● **What is expected**: Reproduce word for word the part of the recusal appeal passage from "This is an appeal" up to and including "(09 December 2025)".

This is an appeal in private law proceedings following a finding of fact hearing. The mother in the case disagreed with the District Judge’s decision not to make findings of domestic abuse against the father. She lodged an appeal which was considered by a Circuit Judge and refused.

D (A Child) (Recusal) [2025] EWCA Civ 1570 (09 December 2025)
https://www.bailii.org/ew/cases/EWCA/Civ/2025/1570.html

After that, she wrote a letter to the District Judge asking him to recuse himself due to judicial bias

  1. On 15 January 2025, the mother sent a letter to District Judge Hatton asking that he recuse himself from the proceedings. In the letter she wrote:
  2. Enclosed in the letter was a document headed “Grounds for Recusal”, running to 60 typed, single-spaced pages, in which the mother set out at great length her complaints about the judge’s judgment and findings. The document quoted many passages from the judgment, each followed by the mother’s extensive challenges and criticisms. On many occasions, the mother introduced the criticism with the words “your judgment demonstrates bias”. Examples included the following:
  3. “Your judgment demonstrates bias by misrepresenting the facts and dismissing evidence that clearly contradicts its conclusions.”

● **Supplied material**:
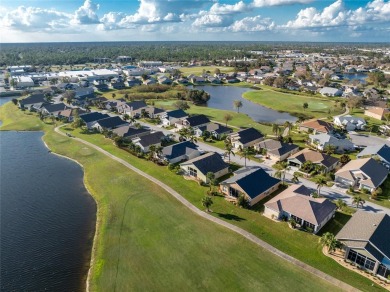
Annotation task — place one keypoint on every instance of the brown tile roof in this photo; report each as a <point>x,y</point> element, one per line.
<point>318,125</point>
<point>315,157</point>
<point>377,110</point>
<point>313,210</point>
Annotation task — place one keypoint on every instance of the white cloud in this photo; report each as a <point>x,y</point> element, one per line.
<point>336,15</point>
<point>239,7</point>
<point>264,3</point>
<point>212,20</point>
<point>34,19</point>
<point>252,24</point>
<point>86,14</point>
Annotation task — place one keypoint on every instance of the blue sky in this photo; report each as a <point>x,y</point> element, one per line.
<point>195,20</point>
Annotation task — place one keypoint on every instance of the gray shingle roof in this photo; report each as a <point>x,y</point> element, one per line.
<point>248,135</point>
<point>179,149</point>
<point>253,181</point>
<point>210,162</point>
<point>151,139</point>
<point>368,226</point>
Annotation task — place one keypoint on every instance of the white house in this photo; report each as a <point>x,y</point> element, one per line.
<point>350,123</point>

● **Solved problem**:
This is an appeal in private law proceedings following a finding of fact hearing. The mother in the case disagreed with the District Judge’s decision not to make findings of domestic abuse against the father. She lodged an appeal which was considered by a Circuit Judge and refused.

D (A Child) (Recusal) [2025] EWCA Civ 1570 (09 December 2025)